:: YOUR TASKS ::
A - Transcribe the margarine article from "December 16, 1997" to "Association journal Circulation.".
B - Using the margarine article, state whether each statement agrees with it, answering yes or no and quoting the words that decide it: (i) In the study, one in three women normalized their blood cholesterol by switching to a margarine containing sitostanol ester. (ii) Sitostanol ester blocks cholesterol in the liver. (iii) Tatu Miettinen is a professor at the University of Oslo.

:: PASSAGE TO READ ::
━━━
Cholesterol-Blocking Margarine Lowers Blood Fat Levels

December 16, 1997

DALLAS -- One out of three women in a study were able to normalize their blood cholesterol levels by replacing regular canola margarine with one that contains a cholesterol-blocker called sitostanol ester, according to today's American Heart Association journal Circulation.

Sitostanol ester, a biochemical cousin of cholesterol, engages in tug-of-war in the intestine with blood cholesterol to thwart absorption of cholesterol and keep it from being deposited in blood vessel walls. Cholesterol deposits cause the blood vessel blockages that lead to heart attacks and strokes.

Sitostanol appears doubly effective for those who also are taking cholesterol-lowering drugs, and it may allow individuals to reduce dosage of such drugs, says Tatu Miettinen, M.D., professor of internal medicine of the University of Helsinki, Finland.
━━━
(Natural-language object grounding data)
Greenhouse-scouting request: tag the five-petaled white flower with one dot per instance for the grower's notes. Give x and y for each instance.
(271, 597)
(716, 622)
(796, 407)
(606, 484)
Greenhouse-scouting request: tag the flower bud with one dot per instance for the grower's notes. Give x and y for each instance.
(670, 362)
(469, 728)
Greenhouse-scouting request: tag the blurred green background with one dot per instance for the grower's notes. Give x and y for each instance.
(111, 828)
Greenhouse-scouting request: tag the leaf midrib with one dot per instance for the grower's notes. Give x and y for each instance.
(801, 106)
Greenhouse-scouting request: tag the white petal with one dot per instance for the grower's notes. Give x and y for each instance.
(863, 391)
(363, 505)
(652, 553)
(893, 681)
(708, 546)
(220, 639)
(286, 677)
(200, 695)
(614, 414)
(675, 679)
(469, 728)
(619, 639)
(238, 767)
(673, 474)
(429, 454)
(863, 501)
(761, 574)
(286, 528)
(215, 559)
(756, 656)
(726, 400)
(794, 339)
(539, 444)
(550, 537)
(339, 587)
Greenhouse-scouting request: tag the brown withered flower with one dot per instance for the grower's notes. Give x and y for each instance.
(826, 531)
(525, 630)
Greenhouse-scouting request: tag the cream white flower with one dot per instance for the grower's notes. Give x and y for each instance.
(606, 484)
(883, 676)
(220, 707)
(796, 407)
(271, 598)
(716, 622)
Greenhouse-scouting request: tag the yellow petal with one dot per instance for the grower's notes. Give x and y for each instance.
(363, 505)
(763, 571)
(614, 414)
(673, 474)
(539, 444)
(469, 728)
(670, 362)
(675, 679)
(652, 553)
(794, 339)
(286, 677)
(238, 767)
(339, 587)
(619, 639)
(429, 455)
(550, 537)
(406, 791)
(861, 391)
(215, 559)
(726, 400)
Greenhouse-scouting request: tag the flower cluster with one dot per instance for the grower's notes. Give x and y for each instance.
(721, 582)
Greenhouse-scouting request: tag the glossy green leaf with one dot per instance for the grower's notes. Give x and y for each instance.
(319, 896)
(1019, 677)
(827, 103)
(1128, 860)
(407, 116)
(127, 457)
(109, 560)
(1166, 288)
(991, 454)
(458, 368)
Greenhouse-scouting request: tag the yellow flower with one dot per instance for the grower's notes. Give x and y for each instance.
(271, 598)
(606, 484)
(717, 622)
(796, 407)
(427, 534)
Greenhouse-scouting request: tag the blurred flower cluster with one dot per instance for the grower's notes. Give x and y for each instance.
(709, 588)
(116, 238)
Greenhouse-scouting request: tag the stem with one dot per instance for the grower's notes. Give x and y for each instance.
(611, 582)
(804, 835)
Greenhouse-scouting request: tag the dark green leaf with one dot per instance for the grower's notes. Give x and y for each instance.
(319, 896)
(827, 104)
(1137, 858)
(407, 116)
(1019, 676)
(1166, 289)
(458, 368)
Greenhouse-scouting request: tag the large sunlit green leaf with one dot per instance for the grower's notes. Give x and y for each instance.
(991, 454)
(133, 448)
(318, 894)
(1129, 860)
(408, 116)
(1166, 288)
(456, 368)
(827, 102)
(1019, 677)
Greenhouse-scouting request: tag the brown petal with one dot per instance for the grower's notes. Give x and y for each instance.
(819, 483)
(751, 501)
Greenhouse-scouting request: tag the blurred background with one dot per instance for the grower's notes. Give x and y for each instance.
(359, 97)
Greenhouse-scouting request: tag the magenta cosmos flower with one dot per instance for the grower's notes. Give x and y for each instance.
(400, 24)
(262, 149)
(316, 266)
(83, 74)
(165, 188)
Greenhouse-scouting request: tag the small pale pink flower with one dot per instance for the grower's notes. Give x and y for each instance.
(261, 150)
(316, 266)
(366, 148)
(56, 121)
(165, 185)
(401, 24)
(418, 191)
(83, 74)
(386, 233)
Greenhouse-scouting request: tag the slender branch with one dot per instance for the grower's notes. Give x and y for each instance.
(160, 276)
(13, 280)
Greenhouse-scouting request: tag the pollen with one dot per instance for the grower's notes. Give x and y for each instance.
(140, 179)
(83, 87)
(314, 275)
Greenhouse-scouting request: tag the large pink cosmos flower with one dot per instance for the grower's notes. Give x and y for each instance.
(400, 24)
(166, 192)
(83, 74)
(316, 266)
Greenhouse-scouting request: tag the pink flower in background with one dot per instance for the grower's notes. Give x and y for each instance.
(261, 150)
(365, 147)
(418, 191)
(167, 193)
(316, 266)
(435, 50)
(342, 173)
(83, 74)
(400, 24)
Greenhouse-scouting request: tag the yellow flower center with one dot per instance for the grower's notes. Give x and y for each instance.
━━━
:: RESPONSES IN ORDER ::
A -
December 16, 1997

DALLAS -- One out of three women in a study were able to normalize their blood cholesterol levels by replacing regular canola margarine with one that contains a cholesterol-blocker called sitostanol ester, according to today's American Heart Association journal Circulation.

B -
(i) Yes: "One out of three women in a study were able to normalize their blood cholesterol levels by replacing regular canola margarine with one that contains a cholesterol-blocker called sitostanol ester"
(ii) No: "engages in tug-of-war in the intestine with blood cholesterol"
(iii) No: "professor of internal medicine of the University of Helsinki, Finland"